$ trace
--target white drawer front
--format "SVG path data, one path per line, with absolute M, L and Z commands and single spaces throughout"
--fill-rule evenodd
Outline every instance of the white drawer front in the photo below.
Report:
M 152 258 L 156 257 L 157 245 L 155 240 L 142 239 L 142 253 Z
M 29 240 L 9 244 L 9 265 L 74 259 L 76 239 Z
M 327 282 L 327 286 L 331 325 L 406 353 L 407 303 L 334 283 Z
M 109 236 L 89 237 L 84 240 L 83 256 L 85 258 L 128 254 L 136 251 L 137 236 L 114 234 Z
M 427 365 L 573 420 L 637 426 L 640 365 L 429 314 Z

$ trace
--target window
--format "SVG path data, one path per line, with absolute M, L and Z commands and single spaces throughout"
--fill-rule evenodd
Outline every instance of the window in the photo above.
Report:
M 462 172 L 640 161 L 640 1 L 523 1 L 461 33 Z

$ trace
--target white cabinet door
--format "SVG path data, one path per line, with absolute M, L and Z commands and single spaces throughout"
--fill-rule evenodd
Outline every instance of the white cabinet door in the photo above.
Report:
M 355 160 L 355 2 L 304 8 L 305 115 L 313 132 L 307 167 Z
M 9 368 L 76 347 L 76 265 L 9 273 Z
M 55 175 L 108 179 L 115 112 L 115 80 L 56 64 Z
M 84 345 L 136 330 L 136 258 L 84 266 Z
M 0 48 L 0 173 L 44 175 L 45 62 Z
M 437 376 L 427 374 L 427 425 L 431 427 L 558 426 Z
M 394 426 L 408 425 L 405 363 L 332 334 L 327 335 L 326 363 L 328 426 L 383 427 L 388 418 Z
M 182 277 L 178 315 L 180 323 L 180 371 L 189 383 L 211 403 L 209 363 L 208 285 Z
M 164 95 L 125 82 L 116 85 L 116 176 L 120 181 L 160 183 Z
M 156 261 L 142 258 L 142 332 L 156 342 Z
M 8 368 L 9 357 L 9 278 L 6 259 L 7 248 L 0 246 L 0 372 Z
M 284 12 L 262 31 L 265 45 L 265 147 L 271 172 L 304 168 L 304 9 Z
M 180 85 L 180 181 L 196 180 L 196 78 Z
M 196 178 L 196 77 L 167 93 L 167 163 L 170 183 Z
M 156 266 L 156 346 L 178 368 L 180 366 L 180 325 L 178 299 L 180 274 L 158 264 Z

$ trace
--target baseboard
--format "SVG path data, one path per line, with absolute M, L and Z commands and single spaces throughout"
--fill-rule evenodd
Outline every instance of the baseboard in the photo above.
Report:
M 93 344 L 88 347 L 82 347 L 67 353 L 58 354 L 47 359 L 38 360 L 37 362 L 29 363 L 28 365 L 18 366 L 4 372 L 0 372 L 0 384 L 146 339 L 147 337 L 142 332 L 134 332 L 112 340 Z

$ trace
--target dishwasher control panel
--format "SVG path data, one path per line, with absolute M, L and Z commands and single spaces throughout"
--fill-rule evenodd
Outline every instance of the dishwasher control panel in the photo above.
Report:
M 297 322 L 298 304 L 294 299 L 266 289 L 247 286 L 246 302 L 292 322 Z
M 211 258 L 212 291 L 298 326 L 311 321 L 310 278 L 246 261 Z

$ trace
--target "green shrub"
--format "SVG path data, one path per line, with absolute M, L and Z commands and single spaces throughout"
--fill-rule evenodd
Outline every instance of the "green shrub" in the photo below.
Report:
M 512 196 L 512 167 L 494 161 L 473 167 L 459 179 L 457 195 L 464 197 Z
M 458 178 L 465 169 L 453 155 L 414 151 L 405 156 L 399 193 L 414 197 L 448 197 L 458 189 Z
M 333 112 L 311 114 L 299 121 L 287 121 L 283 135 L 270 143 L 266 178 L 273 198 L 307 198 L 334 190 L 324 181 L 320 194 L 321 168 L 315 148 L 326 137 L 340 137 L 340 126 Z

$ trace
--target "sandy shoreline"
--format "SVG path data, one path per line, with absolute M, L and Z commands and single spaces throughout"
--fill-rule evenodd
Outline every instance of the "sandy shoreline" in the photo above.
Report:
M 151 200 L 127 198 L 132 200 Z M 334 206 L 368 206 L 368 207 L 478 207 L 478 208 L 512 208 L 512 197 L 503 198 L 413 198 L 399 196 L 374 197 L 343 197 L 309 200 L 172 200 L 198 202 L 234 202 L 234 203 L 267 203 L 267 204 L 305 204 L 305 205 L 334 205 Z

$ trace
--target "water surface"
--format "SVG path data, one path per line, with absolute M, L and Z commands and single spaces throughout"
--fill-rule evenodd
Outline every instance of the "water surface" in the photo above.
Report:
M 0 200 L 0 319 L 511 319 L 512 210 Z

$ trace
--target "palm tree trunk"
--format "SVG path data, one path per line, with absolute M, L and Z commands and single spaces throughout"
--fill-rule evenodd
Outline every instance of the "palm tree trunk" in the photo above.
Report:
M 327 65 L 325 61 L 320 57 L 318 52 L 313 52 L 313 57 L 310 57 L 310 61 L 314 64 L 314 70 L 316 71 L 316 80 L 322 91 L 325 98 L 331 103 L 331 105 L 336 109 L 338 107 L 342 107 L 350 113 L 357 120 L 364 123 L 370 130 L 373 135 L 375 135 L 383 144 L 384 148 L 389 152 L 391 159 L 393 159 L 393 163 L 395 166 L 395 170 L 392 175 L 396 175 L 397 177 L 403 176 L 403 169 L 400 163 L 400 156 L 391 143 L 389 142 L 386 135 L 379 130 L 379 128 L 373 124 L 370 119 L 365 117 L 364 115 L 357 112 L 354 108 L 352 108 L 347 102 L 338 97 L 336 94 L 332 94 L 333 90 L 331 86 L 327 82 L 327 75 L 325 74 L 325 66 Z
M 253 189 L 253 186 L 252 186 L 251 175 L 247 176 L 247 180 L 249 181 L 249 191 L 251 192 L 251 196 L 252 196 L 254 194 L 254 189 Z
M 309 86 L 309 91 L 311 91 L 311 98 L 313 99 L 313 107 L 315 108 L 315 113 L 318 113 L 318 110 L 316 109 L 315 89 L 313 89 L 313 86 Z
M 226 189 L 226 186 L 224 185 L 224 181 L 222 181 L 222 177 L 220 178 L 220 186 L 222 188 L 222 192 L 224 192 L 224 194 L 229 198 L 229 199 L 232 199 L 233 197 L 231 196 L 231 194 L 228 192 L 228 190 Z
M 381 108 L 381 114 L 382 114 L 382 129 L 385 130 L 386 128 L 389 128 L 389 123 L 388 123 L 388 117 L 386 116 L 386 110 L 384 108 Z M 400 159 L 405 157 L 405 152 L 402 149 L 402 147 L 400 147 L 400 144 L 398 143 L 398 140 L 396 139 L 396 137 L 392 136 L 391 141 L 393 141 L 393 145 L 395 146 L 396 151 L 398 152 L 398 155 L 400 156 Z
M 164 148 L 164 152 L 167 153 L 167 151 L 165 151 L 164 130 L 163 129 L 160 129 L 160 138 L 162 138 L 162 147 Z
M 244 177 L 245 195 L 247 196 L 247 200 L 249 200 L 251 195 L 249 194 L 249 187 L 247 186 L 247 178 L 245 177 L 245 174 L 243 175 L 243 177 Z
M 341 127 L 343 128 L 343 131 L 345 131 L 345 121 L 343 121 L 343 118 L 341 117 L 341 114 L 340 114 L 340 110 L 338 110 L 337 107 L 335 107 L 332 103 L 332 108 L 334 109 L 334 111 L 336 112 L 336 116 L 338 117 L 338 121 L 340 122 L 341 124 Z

+---+

Please output each record exactly as it appears above.

* _Result of the task_:
$ trace
--target white drawer front
--format "SVG path data, one path per line, with absolute M, L and Z commands and single spaces throughout"
--fill-rule evenodd
Outline every instance of the white drawer front in the photo below.
Report:
M 152 258 L 156 257 L 157 245 L 155 240 L 142 239 L 142 253 Z
M 29 240 L 9 244 L 9 265 L 74 259 L 76 239 Z
M 327 282 L 327 286 L 331 325 L 406 353 L 407 303 L 334 283 Z
M 109 236 L 89 237 L 84 240 L 83 256 L 85 258 L 128 254 L 136 251 L 137 236 L 114 234 Z
M 427 365 L 573 420 L 637 426 L 640 365 L 429 314 Z

$ trace
--target window
--format "SVG path data, one path per line, with absolute M, L and Z commands and single spaces throughout"
--fill-rule evenodd
Outline every instance of the window in the photo above.
Report:
M 462 172 L 640 161 L 640 1 L 523 1 L 461 33 Z

$ trace
--target white cabinet door
--format "SVG path data, one path per line, with absolute M, L and Z commands and single spaces throughout"
--fill-rule evenodd
Outline every instance of the white cabinet door in the photo above.
Report:
M 355 160 L 355 2 L 304 8 L 305 115 L 313 132 L 307 167 Z
M 9 368 L 76 347 L 76 265 L 9 273 Z
M 55 175 L 108 179 L 115 112 L 115 80 L 56 64 Z
M 84 345 L 136 330 L 136 258 L 84 266 Z
M 0 48 L 0 173 L 44 175 L 45 62 Z
M 437 376 L 427 374 L 427 425 L 431 427 L 558 426 Z
M 394 426 L 408 425 L 405 363 L 332 334 L 327 335 L 326 363 L 328 426 L 383 427 L 388 418 Z
M 182 277 L 178 315 L 180 323 L 180 371 L 189 383 L 211 403 L 209 363 L 208 285 Z
M 164 95 L 125 82 L 116 85 L 116 176 L 120 181 L 160 183 Z
M 156 261 L 142 258 L 142 332 L 156 342 Z
M 8 368 L 9 357 L 9 278 L 6 259 L 7 248 L 0 246 L 0 372 Z
M 284 12 L 262 31 L 265 45 L 265 147 L 271 172 L 304 168 L 304 9 Z
M 180 85 L 180 181 L 196 180 L 196 78 Z
M 196 178 L 196 77 L 167 93 L 167 163 L 170 183 Z
M 156 266 L 156 346 L 178 368 L 180 366 L 180 325 L 178 299 L 180 274 L 158 264 Z

$ trace
--target baseboard
--format "SVG path data, one path per line, with absolute M, L and Z commands and single spaces throughout"
--fill-rule evenodd
Outline every instance of the baseboard in the photo above.
Report:
M 93 344 L 88 347 L 82 347 L 67 353 L 58 354 L 47 359 L 38 360 L 37 362 L 29 363 L 28 365 L 18 366 L 4 372 L 0 372 L 0 384 L 146 339 L 147 337 L 142 332 L 134 332 L 112 340 Z

$ trace
--target dishwasher control panel
--format "SVG path data, one path per line, with absolute M, L and Z commands and single spaces throughout"
--fill-rule evenodd
Outline every instance of the dishwasher control panel in the photo above.
Report:
M 297 322 L 298 304 L 294 299 L 266 289 L 247 286 L 246 302 L 292 322 Z
M 211 258 L 212 291 L 298 326 L 311 321 L 310 278 L 246 261 Z

$ trace
--target "green shrub"
--format "SVG path data, one path per line, with absolute M, L and Z commands and single spaces throughout"
--fill-rule evenodd
Outline every instance of the "green shrub" in the photo below.
Report:
M 512 196 L 512 167 L 494 161 L 473 167 L 459 179 L 457 195 L 464 197 Z
M 458 178 L 465 169 L 453 155 L 414 151 L 405 156 L 399 193 L 414 197 L 448 197 L 458 189 Z
M 333 112 L 311 114 L 299 121 L 287 121 L 283 135 L 270 143 L 266 178 L 273 198 L 307 198 L 334 190 L 324 181 L 320 194 L 321 168 L 315 148 L 326 137 L 340 137 L 340 126 Z

$ trace
--target "sandy shoreline"
--format "SVG path data, one path per line, with absolute M, L and Z commands and single spaces throughout"
--fill-rule evenodd
Outline every instance of the "sandy shoreline" in the photo above.
Report:
M 151 200 L 127 198 L 132 200 Z M 334 206 L 368 206 L 368 207 L 478 207 L 478 208 L 512 208 L 512 197 L 503 198 L 413 198 L 399 196 L 374 197 L 343 197 L 309 200 L 172 200 L 198 202 L 234 202 L 234 203 L 267 203 L 267 204 L 305 204 L 305 205 L 334 205 Z

$ trace
--target "water surface"
--format "SVG path data, one path per line, with absolute M, L and Z commands and single spaces throughout"
--fill-rule evenodd
Outline every instance of the "water surface" in the photo above.
Report:
M 0 200 L 0 319 L 511 319 L 512 210 Z

$ trace
--target "palm tree trunk"
--format "SVG path data, one path per line, with absolute M, L and Z commands and single spaces throughout"
--fill-rule evenodd
Outline every instance of the "palm tree trunk" in the photo above.
Report:
M 327 65 L 325 61 L 320 57 L 318 52 L 313 52 L 313 57 L 310 57 L 310 61 L 314 64 L 314 70 L 316 71 L 316 80 L 322 91 L 325 98 L 331 103 L 331 105 L 336 109 L 338 107 L 342 107 L 350 113 L 357 120 L 364 123 L 370 130 L 373 135 L 375 135 L 383 144 L 384 148 L 389 152 L 391 159 L 393 159 L 393 163 L 395 166 L 395 170 L 392 175 L 396 175 L 397 177 L 403 176 L 403 169 L 400 163 L 400 156 L 391 143 L 389 142 L 386 135 L 379 130 L 379 128 L 373 124 L 370 119 L 365 117 L 364 115 L 357 112 L 354 108 L 352 108 L 347 102 L 338 97 L 336 94 L 332 94 L 333 90 L 331 86 L 327 82 L 327 75 L 325 74 L 325 66 Z
M 253 189 L 253 186 L 252 186 L 251 175 L 247 176 L 247 180 L 249 181 L 249 191 L 251 192 L 251 196 L 252 196 L 254 194 L 254 189 Z
M 309 86 L 309 91 L 311 91 L 311 98 L 313 99 L 313 107 L 315 108 L 315 113 L 318 113 L 318 110 L 316 109 L 315 89 L 313 89 L 313 86 Z
M 226 189 L 226 186 L 224 185 L 224 181 L 222 181 L 222 177 L 220 178 L 220 186 L 222 188 L 222 192 L 224 192 L 224 194 L 229 198 L 229 199 L 232 199 L 233 197 L 231 196 L 231 194 L 228 192 L 228 190 Z
M 381 108 L 381 114 L 382 114 L 382 129 L 385 130 L 386 128 L 389 128 L 389 123 L 388 123 L 388 117 L 386 116 L 386 110 L 384 108 Z M 400 159 L 405 157 L 405 152 L 402 149 L 402 147 L 400 147 L 400 144 L 398 143 L 398 140 L 396 139 L 396 137 L 392 136 L 391 141 L 393 141 L 393 145 L 395 146 L 396 151 L 398 152 L 398 155 L 400 156 Z
M 164 148 L 164 152 L 167 153 L 167 151 L 165 151 L 164 130 L 163 129 L 160 129 L 160 138 L 162 138 L 162 147 Z
M 244 177 L 245 195 L 247 196 L 247 200 L 249 200 L 251 195 L 249 194 L 249 187 L 247 186 L 247 178 L 245 177 L 245 174 L 243 175 L 243 177 Z
M 341 127 L 343 128 L 343 131 L 345 131 L 345 121 L 343 121 L 343 118 L 341 117 L 341 114 L 340 114 L 340 110 L 338 110 L 337 107 L 335 107 L 332 103 L 332 108 L 334 109 L 334 111 L 336 112 L 336 116 L 338 117 L 338 121 L 340 122 L 341 124 Z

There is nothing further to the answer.